**Requirements**
**A.** In the forum thread welcoming a new Mason from Virginia, which lodge was Geoffrey Hoyt raised in?
**B.** Continue the forum thread welcoming a new Mason from Virginia, starting after its last post.

**Source text**
==========
# Greetings from Virginia



## Geoffrey Hoyt (May 26, 2017)

I am a newly raised Master Mason from Freedom Lodge 118 in Lovettsville, VA.  I look forward to  conversing with new/seasoned Masons in the future!  Thank you for having me.


----------



## Ripcord22A (May 26, 2017)

Welcome here bro

Sent from my LG-H918 using My Freemasonry mobile app


----------



## LK600 (May 26, 2017)

Geoffrey Hoyt said:


> I look forward to  conversing with new/seasoned Masons in the future!  Thank you for having me.



Well, I'm neither seasoned nor new.  Would soon-to-be work?    Welcome to the forum!


----------



## Warrior1256 (May 26, 2017)

Greetings and welcome to the forum Brother.
==========
**Collected data**
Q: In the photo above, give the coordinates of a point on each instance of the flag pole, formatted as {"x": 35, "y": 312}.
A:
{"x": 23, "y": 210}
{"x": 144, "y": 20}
==========
**Answers for the exercise**
**A.** Freedom Lodge 118 in Lovettsville, VA.

**B.**
----------



## goomba (May 26, 2017)

Welcome to the site and fraternity brother.  I'm in MD and we'd love to have you visit!


----------



## Bloke (May 27, 2017)

Greetings from Australia and welcome to the forum


----------



## Brother JC (May 27, 2017)

Greetings, and welcome!


----------



## KSigMason (May 28, 2017)

Greetings and welcome.


----------



## JTHB19 (May 31, 2017)

Hello from VA as well.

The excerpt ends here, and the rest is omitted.